§ TASK OBJECTIVE:
Rewrite the lines of the listing between the line holding "finds the eyebrow." and the line holding "106;94;401;476", inclusive, replacing "single-stage detector" with "one-stage detector" and leaving everything else unchanged.

§ PROVIDED RECORDS:

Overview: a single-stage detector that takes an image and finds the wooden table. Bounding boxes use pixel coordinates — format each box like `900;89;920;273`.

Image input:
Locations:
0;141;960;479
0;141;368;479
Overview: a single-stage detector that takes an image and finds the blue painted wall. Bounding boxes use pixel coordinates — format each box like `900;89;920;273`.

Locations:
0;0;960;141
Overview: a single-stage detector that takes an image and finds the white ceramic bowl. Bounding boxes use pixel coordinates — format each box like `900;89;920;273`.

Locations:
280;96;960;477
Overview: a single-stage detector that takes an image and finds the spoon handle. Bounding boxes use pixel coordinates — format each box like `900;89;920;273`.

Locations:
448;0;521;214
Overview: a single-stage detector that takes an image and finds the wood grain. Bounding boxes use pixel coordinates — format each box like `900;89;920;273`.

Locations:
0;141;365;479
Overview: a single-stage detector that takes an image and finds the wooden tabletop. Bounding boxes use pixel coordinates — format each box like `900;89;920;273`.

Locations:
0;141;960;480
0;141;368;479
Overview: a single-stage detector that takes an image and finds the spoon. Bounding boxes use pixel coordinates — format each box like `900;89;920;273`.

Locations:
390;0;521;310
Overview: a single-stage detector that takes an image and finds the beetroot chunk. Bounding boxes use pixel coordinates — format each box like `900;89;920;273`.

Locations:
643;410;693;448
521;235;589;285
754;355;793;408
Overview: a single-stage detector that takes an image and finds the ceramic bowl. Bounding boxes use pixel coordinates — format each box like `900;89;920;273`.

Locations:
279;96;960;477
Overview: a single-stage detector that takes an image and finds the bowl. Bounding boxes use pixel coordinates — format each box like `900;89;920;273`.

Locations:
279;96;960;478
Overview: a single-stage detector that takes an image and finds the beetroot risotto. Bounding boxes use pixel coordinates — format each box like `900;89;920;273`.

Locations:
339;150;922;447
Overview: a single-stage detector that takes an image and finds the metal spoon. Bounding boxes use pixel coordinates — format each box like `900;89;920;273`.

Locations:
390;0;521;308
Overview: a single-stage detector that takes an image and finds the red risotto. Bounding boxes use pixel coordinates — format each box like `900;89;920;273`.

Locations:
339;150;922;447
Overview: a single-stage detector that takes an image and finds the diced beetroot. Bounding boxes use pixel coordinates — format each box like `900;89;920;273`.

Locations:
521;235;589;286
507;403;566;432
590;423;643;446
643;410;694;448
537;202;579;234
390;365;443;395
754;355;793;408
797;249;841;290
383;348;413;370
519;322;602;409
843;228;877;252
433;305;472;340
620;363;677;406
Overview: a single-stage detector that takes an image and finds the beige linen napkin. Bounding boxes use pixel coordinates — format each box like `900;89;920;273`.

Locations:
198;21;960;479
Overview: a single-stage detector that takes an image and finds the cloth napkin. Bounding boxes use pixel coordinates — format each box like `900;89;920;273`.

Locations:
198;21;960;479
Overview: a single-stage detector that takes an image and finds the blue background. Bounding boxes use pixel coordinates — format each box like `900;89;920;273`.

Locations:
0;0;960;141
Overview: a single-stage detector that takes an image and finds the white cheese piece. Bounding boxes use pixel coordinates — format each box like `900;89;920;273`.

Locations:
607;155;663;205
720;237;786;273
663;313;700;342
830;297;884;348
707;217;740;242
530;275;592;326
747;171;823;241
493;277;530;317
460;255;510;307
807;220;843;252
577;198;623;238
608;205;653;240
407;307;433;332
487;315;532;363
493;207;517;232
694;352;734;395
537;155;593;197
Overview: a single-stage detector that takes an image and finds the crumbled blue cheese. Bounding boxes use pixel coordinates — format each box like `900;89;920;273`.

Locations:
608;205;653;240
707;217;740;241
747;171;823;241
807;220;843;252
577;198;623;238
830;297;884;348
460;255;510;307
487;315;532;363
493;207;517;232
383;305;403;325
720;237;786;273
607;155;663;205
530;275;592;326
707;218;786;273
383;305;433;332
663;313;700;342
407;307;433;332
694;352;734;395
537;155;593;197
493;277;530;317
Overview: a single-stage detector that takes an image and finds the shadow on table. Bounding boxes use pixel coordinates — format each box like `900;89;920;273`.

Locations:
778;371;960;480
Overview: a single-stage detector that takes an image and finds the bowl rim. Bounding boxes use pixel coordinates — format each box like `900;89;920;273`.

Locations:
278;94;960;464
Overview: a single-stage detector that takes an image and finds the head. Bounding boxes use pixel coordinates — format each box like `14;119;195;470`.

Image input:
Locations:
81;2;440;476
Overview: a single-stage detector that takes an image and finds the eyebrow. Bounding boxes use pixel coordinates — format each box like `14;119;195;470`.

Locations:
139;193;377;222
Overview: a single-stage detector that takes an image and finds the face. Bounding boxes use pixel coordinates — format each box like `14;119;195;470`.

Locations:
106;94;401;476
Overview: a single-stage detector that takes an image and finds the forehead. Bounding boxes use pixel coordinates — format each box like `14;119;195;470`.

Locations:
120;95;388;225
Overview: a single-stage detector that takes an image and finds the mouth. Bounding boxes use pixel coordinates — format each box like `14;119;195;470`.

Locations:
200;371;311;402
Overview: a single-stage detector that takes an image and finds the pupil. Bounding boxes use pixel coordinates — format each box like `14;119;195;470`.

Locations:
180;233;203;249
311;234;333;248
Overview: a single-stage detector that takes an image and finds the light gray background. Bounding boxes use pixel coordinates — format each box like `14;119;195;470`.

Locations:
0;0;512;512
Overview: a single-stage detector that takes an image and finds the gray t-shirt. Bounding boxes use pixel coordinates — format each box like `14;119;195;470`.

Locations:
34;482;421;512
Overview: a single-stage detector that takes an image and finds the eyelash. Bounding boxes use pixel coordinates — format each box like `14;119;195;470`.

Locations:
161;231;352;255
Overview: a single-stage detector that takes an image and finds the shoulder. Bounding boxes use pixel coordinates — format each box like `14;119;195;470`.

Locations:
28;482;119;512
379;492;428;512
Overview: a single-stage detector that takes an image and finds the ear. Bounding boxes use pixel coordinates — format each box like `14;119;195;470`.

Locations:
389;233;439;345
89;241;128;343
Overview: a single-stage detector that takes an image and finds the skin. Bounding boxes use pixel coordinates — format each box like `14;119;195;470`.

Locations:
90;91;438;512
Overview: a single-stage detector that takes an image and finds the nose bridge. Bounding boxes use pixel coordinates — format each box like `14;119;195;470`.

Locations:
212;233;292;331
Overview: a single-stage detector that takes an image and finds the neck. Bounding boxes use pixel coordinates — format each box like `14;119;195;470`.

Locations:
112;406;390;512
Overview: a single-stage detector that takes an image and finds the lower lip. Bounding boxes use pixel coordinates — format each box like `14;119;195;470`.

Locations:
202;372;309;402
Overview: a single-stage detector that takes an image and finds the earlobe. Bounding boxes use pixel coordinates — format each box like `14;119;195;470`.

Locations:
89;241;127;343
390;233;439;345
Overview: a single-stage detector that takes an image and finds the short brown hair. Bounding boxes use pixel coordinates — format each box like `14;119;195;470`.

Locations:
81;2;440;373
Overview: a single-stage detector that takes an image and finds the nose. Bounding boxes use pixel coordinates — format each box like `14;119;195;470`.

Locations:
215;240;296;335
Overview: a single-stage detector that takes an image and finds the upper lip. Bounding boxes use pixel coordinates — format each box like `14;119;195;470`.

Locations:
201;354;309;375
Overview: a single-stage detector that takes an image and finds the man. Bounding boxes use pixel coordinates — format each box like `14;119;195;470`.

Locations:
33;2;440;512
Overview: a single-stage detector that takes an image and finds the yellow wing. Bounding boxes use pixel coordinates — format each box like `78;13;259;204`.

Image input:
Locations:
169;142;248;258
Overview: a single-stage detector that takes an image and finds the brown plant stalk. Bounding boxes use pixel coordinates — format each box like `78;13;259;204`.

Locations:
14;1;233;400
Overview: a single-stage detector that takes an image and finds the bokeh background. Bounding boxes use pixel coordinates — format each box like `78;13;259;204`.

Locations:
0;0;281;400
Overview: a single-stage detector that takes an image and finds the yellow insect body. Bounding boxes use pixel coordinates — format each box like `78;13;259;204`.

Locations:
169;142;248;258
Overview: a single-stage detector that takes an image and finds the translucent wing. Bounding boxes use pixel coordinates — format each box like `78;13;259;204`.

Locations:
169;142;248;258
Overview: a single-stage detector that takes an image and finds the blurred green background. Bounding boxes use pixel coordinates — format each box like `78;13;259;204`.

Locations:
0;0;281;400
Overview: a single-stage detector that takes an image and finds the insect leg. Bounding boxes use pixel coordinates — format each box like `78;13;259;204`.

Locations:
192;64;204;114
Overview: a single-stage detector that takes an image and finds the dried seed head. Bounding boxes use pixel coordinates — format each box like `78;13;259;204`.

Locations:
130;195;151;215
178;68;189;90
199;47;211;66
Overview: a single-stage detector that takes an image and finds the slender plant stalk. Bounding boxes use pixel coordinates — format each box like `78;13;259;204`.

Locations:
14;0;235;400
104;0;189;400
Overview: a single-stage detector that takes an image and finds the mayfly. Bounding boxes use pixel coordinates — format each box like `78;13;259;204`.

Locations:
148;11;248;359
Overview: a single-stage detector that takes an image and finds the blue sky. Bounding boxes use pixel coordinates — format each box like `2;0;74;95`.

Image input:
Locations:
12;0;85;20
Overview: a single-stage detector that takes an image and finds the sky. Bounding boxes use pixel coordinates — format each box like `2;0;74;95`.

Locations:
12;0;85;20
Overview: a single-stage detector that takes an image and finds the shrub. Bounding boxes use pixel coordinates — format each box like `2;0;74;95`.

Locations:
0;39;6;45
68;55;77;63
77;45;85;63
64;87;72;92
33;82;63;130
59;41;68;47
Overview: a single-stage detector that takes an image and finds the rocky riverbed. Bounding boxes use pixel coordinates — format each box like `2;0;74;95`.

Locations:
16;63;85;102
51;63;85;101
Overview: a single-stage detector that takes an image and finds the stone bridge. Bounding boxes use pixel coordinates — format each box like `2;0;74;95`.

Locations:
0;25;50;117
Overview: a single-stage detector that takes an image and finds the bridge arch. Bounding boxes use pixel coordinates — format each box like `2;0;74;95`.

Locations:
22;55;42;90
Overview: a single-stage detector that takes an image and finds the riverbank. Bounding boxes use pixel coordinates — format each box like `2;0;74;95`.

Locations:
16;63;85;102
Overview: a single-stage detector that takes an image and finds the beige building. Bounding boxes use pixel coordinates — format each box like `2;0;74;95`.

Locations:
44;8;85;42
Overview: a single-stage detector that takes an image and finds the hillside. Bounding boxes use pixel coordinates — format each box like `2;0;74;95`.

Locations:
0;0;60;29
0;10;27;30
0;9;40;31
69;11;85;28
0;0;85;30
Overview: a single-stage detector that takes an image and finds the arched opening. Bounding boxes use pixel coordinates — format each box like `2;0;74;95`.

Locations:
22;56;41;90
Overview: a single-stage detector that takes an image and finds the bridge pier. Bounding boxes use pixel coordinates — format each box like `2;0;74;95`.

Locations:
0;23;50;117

§ RESULT OF THE EXERCISE:
Overview: a one-stage detector that takes an image and finds the eyebrow. Bounding boxes use pixel coordinates — format each box like `14;119;195;470`.

Locations:
139;193;377;222
Overview: a one-stage detector that takes an image and finds the face. Bounding boxes use pixel coordinates — format each box like `14;119;195;470`.

Locations:
106;94;401;476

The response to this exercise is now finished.